Most people involved in Web3 can’t imagine why gamers hate NFTs (non-fungible tokens), particularly with their advantages. But unfortunately, many do. Furthermore, even though excessive negativity about implementing NFTs in games appears completely unwarranted. It turns out that the reasons gamers have for turning their wrath on digital collectibles might be due to historical factors.
Some dissent centers around the negative effect “loot boxes” and microtransactions have had on the gaming industry. Loot boxes offer players virtual items and upgrades that are otherwise hard to come by. However, they offer scant extra value for the game. So, the advent of loot boxes and other introductions has made gamers suspicious, and this article will look into these to get to the bottom of why gamers hate NFTs.
Gaming companies introduced microtransactions as another profit center. The issue with small financial transactions is that while compounding them can make lots of money for companies; they usually happen in-game. Thus, it has become an irritating addition to the gaming space for anyone who doesn’t enjoy paying more to play their favorite games. Even though they’re small amounts, endless microtransactions can feel like death by a thousand cuts.
So, due to additions such as loot boxes and microtransactions, many gamers think NFTs will only serve as a similar nuisance. Since gaming companies relentlessly pursue new and improved ways of sucking players into pay-to-play schemes, why would NFTs be any different?
NFTs in the Entertainment Industry
NFTs are creeping into every entertainment industry, not just video games. They’re making their way into sports, film, music, fashion, finance, and real estate. Nonetheless, there are some vociferous detractors staunchly opposed to them. For many gamers, animosity toward NFTs still reigns even as the ecosystem continues to expand.

RECORD LIST:
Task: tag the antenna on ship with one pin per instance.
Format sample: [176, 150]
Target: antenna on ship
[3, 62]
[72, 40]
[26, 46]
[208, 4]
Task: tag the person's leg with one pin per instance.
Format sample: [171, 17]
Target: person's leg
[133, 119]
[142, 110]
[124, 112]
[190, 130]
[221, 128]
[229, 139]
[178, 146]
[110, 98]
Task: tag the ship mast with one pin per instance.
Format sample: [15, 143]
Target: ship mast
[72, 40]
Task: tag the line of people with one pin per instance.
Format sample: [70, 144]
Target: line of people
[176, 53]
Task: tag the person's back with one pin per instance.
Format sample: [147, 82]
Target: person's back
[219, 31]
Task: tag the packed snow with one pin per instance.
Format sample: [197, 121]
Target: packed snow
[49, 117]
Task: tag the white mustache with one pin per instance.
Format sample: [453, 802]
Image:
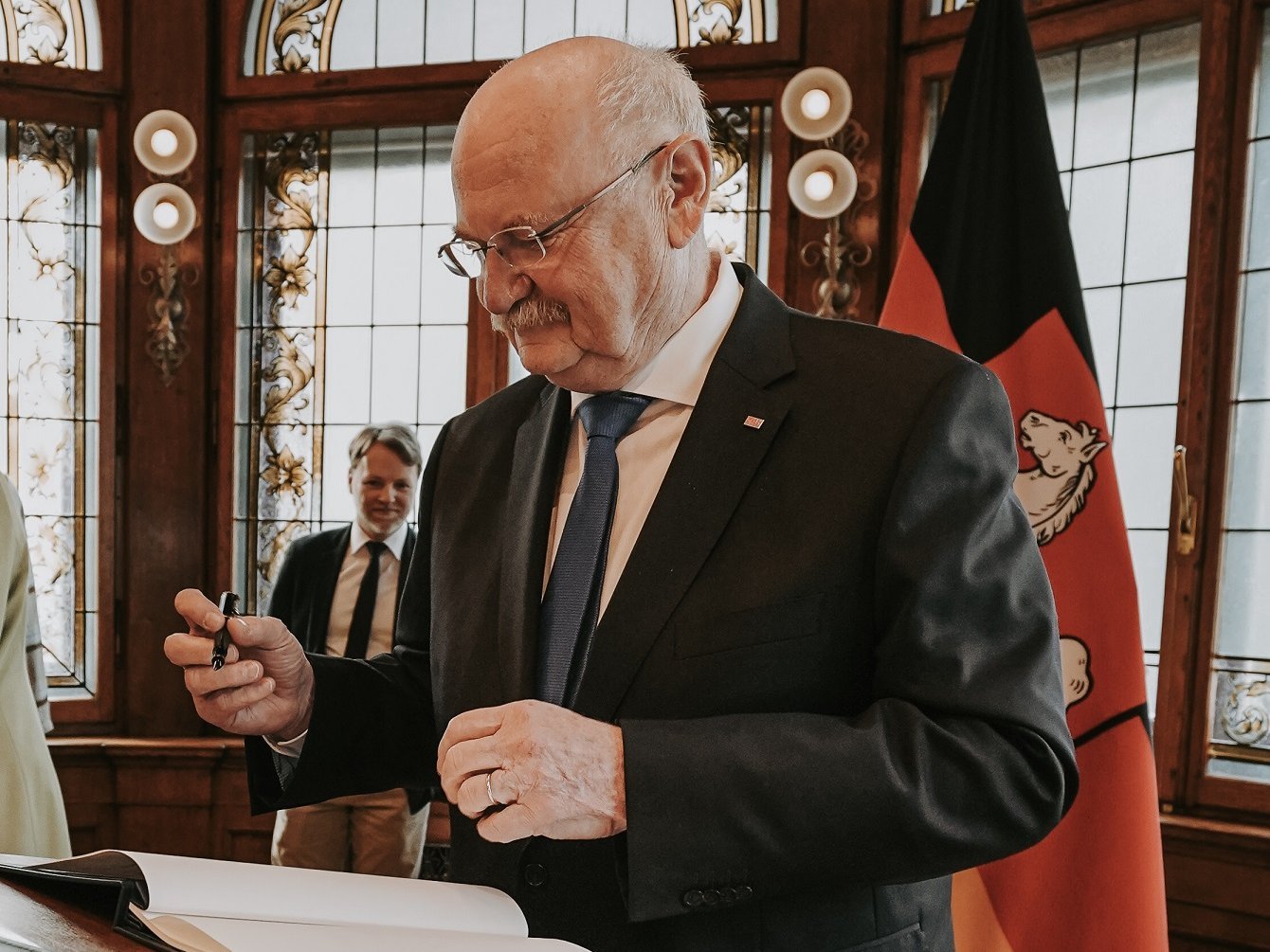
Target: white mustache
[531, 313]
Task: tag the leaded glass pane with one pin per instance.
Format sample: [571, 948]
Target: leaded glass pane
[49, 347]
[346, 317]
[1240, 727]
[315, 36]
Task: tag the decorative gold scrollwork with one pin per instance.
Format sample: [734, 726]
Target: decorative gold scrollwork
[167, 344]
[841, 254]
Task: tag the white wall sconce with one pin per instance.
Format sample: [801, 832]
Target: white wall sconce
[165, 144]
[164, 213]
[825, 183]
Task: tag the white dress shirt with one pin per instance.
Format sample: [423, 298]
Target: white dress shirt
[350, 582]
[673, 378]
[383, 622]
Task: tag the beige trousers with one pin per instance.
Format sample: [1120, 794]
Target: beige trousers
[366, 833]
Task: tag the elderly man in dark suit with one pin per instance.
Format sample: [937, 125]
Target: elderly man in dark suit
[770, 687]
[338, 592]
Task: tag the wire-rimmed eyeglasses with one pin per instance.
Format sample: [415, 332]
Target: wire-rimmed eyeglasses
[522, 246]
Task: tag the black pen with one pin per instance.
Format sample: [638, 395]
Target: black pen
[221, 645]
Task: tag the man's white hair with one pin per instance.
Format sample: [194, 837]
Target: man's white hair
[644, 93]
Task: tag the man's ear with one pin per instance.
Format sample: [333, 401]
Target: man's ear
[691, 172]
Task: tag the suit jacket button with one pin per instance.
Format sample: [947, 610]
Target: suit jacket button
[535, 874]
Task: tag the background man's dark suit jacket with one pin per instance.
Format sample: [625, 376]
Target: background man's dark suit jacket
[305, 589]
[832, 652]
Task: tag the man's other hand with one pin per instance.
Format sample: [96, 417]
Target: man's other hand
[535, 769]
[265, 686]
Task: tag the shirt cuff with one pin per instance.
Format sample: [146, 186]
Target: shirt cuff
[287, 747]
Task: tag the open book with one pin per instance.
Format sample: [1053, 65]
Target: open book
[209, 906]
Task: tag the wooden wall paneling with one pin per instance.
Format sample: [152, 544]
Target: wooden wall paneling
[1222, 338]
[860, 41]
[186, 796]
[94, 712]
[167, 477]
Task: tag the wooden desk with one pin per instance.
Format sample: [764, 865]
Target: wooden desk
[29, 919]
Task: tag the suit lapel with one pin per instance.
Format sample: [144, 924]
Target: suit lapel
[536, 461]
[325, 577]
[713, 465]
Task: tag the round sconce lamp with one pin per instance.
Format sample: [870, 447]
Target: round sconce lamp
[815, 103]
[823, 183]
[164, 142]
[164, 213]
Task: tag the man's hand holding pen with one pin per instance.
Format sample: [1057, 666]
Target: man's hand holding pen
[265, 686]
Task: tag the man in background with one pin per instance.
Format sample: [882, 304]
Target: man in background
[338, 592]
[770, 687]
[34, 818]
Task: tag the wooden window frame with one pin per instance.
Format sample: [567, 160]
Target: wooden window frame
[1228, 51]
[100, 112]
[787, 48]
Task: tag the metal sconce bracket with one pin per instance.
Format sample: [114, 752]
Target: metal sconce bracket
[840, 254]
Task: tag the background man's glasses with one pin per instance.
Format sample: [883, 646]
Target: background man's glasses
[522, 246]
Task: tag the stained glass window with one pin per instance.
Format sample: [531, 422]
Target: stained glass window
[49, 272]
[315, 36]
[346, 317]
[1240, 723]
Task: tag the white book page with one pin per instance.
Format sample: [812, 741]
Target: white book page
[194, 933]
[220, 889]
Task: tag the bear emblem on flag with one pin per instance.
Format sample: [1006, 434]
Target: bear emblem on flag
[1056, 490]
[1077, 678]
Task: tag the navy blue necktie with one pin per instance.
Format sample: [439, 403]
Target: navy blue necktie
[363, 609]
[572, 602]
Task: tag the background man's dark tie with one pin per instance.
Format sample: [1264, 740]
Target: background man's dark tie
[363, 612]
[572, 602]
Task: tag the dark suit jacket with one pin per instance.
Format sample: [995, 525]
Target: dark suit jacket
[832, 653]
[305, 589]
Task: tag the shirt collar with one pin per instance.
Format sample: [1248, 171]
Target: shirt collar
[395, 542]
[679, 370]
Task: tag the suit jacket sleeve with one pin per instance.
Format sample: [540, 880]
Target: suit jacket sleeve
[347, 749]
[962, 757]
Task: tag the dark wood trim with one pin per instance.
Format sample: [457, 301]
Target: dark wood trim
[921, 29]
[103, 116]
[1086, 23]
[428, 77]
[165, 485]
[1224, 340]
[1206, 303]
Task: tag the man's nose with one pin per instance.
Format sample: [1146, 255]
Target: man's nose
[500, 284]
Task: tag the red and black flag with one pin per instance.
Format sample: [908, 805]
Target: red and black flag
[989, 269]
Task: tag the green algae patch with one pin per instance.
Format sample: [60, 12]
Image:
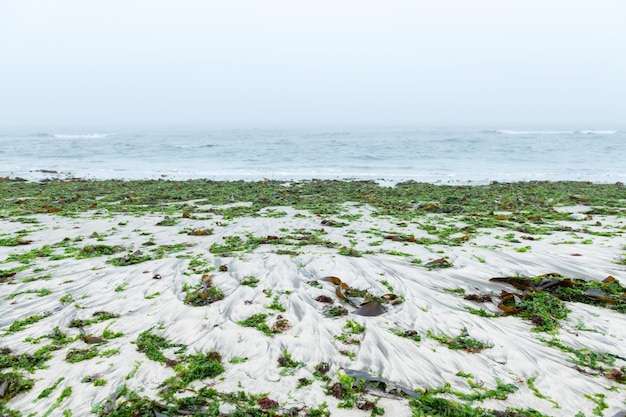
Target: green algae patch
[544, 297]
[203, 293]
[153, 345]
[461, 342]
[530, 202]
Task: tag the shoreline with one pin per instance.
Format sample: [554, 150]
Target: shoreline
[214, 295]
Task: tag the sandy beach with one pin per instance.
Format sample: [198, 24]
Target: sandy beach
[313, 298]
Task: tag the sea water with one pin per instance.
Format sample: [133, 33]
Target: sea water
[427, 155]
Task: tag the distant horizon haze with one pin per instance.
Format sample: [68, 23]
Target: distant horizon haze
[280, 64]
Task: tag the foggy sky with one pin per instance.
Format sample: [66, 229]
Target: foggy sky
[236, 63]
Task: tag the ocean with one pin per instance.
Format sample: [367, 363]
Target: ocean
[449, 156]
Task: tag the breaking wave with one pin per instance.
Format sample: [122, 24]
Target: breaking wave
[556, 132]
[83, 136]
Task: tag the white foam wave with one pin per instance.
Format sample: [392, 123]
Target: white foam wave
[83, 136]
[598, 132]
[555, 132]
[535, 132]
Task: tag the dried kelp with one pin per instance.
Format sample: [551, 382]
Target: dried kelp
[388, 385]
[365, 303]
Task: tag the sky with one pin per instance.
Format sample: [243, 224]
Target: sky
[251, 63]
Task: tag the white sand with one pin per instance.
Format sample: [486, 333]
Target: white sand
[517, 354]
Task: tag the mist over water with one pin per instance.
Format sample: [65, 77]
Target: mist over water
[429, 155]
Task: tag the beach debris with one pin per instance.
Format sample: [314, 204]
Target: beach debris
[266, 403]
[324, 299]
[130, 259]
[5, 275]
[202, 294]
[93, 340]
[373, 308]
[200, 232]
[400, 238]
[542, 298]
[336, 311]
[607, 291]
[479, 298]
[439, 263]
[365, 303]
[281, 324]
[390, 386]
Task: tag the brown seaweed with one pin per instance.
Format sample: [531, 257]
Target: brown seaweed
[388, 384]
[373, 308]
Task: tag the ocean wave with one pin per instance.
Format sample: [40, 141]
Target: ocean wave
[83, 136]
[555, 132]
[535, 132]
[598, 132]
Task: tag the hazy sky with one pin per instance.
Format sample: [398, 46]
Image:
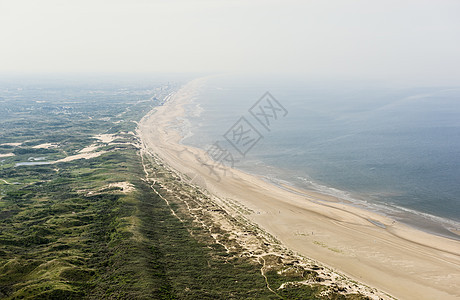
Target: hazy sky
[385, 40]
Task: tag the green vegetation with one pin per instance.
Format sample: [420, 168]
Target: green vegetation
[71, 231]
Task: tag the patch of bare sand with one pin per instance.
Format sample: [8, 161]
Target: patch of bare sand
[402, 261]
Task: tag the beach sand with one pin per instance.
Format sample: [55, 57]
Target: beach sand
[375, 250]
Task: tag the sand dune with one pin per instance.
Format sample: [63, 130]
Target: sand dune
[397, 259]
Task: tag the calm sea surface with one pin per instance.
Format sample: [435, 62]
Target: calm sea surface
[392, 150]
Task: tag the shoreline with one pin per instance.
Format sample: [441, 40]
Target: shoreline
[388, 255]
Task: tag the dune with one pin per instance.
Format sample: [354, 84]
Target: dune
[373, 249]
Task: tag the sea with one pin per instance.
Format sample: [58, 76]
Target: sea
[391, 149]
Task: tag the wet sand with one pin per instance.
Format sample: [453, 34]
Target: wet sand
[373, 249]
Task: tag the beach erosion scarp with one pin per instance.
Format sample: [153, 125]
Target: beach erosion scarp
[402, 261]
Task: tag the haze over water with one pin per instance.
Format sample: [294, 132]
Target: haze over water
[393, 150]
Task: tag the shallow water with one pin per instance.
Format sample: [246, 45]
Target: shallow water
[396, 151]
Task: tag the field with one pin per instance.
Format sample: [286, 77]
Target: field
[91, 215]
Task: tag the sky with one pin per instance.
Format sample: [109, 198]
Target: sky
[410, 41]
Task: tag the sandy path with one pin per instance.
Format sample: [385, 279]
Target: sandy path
[404, 262]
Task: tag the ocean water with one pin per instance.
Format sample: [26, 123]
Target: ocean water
[392, 150]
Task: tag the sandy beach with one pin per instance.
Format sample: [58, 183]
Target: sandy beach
[375, 250]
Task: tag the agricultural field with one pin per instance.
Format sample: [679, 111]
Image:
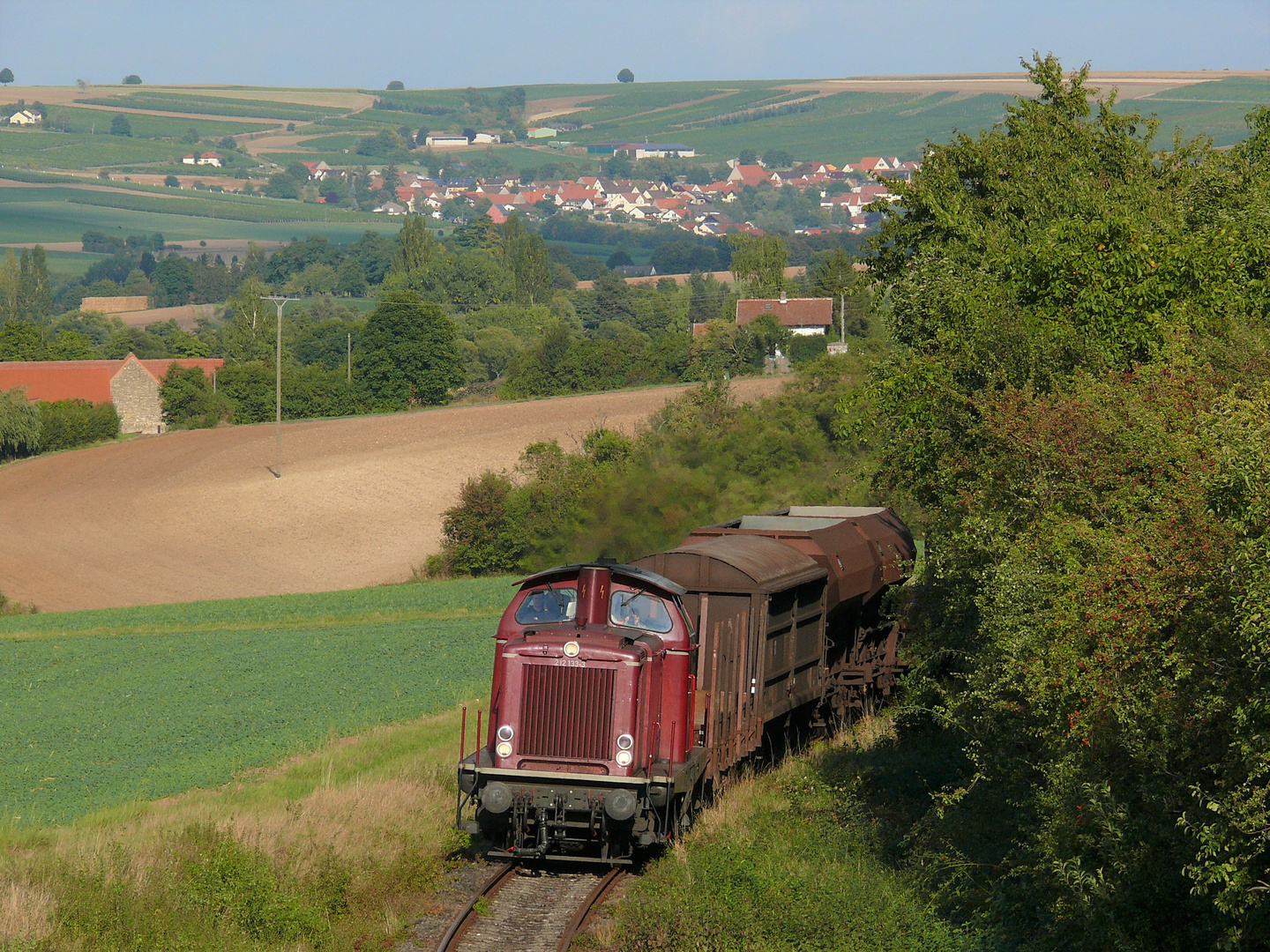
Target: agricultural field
[104, 707]
[31, 149]
[69, 118]
[204, 104]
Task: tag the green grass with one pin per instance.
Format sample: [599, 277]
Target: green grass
[216, 106]
[31, 149]
[55, 213]
[221, 206]
[794, 845]
[147, 126]
[112, 706]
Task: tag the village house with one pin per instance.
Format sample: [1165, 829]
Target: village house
[444, 140]
[131, 385]
[804, 316]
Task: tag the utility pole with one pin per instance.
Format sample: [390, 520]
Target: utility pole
[280, 302]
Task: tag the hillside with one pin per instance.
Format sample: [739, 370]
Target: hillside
[197, 516]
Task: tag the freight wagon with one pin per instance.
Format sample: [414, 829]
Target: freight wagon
[624, 693]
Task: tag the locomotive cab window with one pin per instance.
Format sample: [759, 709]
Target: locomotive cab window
[548, 606]
[638, 609]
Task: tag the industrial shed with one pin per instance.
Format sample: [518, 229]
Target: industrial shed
[131, 385]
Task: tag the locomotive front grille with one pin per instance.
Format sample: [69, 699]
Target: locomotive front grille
[566, 712]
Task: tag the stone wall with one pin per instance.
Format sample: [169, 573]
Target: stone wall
[115, 305]
[135, 395]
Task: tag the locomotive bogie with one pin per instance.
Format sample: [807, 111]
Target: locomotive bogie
[624, 695]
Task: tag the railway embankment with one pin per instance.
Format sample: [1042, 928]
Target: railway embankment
[800, 856]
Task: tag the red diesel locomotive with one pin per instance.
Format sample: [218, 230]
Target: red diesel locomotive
[623, 693]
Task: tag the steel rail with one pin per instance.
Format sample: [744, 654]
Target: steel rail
[467, 914]
[594, 899]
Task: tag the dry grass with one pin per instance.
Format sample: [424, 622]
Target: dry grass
[26, 911]
[369, 807]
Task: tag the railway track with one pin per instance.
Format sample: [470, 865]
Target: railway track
[527, 909]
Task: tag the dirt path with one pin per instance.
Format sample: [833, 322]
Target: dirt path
[193, 516]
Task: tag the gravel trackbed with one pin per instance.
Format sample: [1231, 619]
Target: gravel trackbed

SHORT PROBLEM 1:
In the listing above, count the lines that contain the string "patch", matching case exactly, and give only the number.
SHORT PROBLEM 2:
Continue the article on why gamers hate NFTs from the point where it stops.

EXERCISE OUTPUT 1:
4

EXERCISE OUTPUT 2:
Unfortunately, the more publicly vocal the critics are, the harder it will be for them to change their position in the future – even as contrary evidence comes to light. That’s because once people take a strong stance against something, it’s hard to alter it – especially if they’ve gone public. In such cases, they’ll need a way to “save face” to flip their position without receiving too much blowback. If not, they’re likely to dig their heels in and stay entrenched regardless of the overwhelming evidence.
When answering the “why gamers hate NFTs?” question, we must first look at which sections of the community do so. Currently, NFT detractors exist at every level of gaming, from weekend warriors to e-sports professionals to companies. They all have their fair share of gripes about NFTs and blockchain encroachments into their space. Even one of the most popular game distribution services, Steam, has capitulated and sought to favor the disgruntled by banning all blockchain-related games on its platform. We’ll look at other companies below. Nevertheless, even though the animosity towards NFTs sounds like a new development, its origin spans two decades of gaming culture long before NFTs came into being.
Hating on Loot Boxes
Loot boxes offer players random virtual items and upgrades. They are the gaming world’s equivalent of a grab bag. Usually, the only way for players to unlock a loot box is by redeeming in-game tokens or completing achievements. Moreover, tokens accrue over periods of play or through buying them outright.
Digital collectibles aren’t new to the gaming industry, however. Fortnite skins are one such example. But, the collectibles that gamers must purchase, such as those found in loot boxes, have long been a source of contention. However, a critical difference between in-game items such as skins and weapons for Fortnite and NFTs is that Fortnite’s game items have no resale value. Furthermore, they usually serve to make games more expensive via microtransactions.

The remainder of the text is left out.